— Work required —
Reproduce verbatim the lines of the records below, from the line that contains "written like (1183,628)." through the final line of the records, including both of those lines.

==== Records for the task

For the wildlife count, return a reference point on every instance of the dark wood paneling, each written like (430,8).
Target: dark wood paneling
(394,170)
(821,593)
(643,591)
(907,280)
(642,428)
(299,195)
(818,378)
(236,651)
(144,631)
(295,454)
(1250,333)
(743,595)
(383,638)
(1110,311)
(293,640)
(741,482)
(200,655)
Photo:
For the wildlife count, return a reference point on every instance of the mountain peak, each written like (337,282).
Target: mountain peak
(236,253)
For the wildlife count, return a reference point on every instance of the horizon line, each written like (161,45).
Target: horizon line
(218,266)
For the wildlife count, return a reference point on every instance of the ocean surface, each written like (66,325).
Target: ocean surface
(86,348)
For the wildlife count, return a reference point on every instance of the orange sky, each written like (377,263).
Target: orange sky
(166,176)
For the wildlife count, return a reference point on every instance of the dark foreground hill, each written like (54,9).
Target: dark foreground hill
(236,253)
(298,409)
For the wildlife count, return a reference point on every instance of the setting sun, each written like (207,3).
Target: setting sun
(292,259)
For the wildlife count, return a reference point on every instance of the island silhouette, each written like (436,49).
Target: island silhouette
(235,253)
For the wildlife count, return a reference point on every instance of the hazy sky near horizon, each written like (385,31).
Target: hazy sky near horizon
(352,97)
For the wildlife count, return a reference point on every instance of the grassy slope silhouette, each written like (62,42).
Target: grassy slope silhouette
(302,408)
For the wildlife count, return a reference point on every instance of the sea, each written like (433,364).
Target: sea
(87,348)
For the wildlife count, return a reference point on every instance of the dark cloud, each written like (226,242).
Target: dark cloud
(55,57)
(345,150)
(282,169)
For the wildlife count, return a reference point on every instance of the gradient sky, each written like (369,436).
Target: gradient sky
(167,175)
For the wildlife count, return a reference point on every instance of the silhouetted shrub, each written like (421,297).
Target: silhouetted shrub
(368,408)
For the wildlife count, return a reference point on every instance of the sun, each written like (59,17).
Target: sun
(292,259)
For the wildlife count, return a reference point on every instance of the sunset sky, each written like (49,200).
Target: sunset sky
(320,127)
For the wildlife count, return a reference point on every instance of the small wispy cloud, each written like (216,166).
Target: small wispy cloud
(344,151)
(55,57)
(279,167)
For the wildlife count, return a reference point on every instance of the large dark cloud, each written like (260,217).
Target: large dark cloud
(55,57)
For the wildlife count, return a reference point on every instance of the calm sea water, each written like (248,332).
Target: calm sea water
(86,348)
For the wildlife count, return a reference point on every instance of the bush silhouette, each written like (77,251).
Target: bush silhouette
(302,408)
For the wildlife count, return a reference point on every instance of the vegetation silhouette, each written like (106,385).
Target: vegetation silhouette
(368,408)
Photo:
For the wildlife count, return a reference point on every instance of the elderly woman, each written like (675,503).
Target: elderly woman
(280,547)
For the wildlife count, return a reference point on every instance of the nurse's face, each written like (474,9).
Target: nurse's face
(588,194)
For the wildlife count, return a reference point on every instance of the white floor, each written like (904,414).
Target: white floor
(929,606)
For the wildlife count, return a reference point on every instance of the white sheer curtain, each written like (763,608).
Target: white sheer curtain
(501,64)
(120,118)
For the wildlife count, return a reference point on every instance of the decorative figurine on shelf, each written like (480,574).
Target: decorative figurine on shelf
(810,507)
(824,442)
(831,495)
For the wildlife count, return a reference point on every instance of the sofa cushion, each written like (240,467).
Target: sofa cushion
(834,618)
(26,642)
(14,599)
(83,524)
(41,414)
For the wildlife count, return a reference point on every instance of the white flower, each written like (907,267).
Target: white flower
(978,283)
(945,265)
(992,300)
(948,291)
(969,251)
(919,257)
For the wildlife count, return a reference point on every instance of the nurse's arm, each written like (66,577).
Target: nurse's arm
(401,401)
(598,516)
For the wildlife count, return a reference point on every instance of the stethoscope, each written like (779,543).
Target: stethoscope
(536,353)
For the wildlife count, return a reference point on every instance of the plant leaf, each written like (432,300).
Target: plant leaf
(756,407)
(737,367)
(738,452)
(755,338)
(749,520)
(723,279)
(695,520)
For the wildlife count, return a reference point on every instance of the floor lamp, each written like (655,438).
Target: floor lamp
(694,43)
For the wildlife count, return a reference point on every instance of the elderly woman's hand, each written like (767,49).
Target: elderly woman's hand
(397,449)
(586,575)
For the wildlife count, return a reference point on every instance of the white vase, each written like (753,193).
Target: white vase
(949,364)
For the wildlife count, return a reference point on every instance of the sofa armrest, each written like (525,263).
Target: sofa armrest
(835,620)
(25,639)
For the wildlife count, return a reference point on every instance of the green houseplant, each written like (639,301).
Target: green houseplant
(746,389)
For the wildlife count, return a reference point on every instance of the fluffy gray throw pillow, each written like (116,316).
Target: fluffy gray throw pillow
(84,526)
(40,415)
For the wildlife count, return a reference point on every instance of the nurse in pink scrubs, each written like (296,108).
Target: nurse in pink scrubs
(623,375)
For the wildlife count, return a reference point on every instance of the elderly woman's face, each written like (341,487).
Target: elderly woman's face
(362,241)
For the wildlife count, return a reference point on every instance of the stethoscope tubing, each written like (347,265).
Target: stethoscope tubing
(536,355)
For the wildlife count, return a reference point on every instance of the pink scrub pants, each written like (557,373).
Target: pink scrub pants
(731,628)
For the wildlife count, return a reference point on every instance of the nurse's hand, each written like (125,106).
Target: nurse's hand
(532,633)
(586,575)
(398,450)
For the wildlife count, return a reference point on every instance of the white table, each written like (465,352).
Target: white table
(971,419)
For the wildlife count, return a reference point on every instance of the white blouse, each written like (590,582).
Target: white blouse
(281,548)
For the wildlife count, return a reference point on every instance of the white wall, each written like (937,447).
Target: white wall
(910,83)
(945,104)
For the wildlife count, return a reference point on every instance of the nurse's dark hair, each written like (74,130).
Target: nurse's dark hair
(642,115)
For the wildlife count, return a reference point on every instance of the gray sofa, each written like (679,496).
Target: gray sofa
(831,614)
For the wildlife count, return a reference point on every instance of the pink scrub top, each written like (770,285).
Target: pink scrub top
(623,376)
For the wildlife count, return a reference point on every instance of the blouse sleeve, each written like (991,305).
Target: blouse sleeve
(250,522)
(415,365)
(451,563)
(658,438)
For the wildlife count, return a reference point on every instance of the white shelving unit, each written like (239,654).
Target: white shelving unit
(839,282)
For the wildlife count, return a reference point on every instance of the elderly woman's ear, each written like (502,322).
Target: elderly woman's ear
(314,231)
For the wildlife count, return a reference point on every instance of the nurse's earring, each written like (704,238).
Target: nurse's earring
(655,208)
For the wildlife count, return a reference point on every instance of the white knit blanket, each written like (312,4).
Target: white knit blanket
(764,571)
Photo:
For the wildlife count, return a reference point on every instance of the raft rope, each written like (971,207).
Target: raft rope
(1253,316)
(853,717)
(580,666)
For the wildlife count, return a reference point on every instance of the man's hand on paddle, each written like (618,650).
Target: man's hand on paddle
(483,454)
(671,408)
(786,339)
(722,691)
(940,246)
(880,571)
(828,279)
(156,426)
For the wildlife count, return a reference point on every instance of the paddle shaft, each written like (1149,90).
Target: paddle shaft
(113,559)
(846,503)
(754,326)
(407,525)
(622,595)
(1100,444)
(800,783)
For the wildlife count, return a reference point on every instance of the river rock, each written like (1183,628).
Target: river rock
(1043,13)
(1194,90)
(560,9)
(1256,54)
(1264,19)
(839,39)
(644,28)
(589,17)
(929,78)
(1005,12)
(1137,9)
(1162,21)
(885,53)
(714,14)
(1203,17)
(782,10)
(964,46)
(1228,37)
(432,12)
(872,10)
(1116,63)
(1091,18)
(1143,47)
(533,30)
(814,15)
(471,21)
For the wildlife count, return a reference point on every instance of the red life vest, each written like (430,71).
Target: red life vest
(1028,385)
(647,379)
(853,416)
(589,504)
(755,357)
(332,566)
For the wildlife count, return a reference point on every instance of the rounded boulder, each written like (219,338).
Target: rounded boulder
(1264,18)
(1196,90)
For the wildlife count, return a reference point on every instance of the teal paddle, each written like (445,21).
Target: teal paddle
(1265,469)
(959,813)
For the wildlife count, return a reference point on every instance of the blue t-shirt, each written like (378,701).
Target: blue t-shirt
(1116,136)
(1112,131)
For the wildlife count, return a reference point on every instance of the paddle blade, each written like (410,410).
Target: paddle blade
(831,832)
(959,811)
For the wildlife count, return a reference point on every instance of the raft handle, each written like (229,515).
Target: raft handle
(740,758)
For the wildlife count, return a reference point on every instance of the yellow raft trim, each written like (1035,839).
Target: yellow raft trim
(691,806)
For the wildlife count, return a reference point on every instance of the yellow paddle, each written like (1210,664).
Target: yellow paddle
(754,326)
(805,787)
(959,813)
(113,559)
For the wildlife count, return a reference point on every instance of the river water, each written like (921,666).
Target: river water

========

— Final result —
For the wildlife count, return a reference point on every instance of the river rock, each written like (1183,628).
Target: river rock
(1043,13)
(1194,90)
(560,9)
(1256,54)
(1264,19)
(839,39)
(644,28)
(589,17)
(929,78)
(1005,12)
(1137,9)
(1162,21)
(885,53)
(714,14)
(1203,17)
(782,10)
(964,46)
(1228,37)
(432,12)
(872,10)
(1116,63)
(1091,18)
(1143,47)
(533,30)
(814,15)
(471,21)
For the wildlife count, return a reference point on every instance of the red life vest, each written like (430,71).
Target: red life vest
(1028,385)
(647,379)
(853,416)
(589,504)
(755,357)
(332,566)
For the wildlife count, return a reference point on every instance of the rounded boulder, each written like (219,338).
Target: rounded boulder
(1264,18)
(1196,90)
For the wildlife count, return a reference point on every instance of the teal paddle, each written like (445,21).
Target: teal paddle
(1265,469)
(959,813)
For the wildlife count, return a reference point on every instance of the blue t-shirt, each written like (378,701).
Target: blue t-shirt
(1116,136)
(1112,131)
For the wildlife count, return a reference point on every instance of the paddle blade, each written like (410,410).
Target: paddle blade
(831,832)
(959,811)
For the wildlife count, return a reference point on every instance of the raft handle, each written like (229,515).
Target: raft handle
(740,758)
For the wildlife count, return a reference point on every instance of the yellow raft trim, each written like (1035,839).
Target: yellow raft trim
(691,806)
For the wildlife count, return a reference point on every instance of the yellow paddle, each written like (1210,664).
Target: yellow paddle
(754,326)
(805,787)
(959,813)
(113,559)
For the wildlife count, return a reference point on every instance of the river water, each written like (921,666).
Target: river water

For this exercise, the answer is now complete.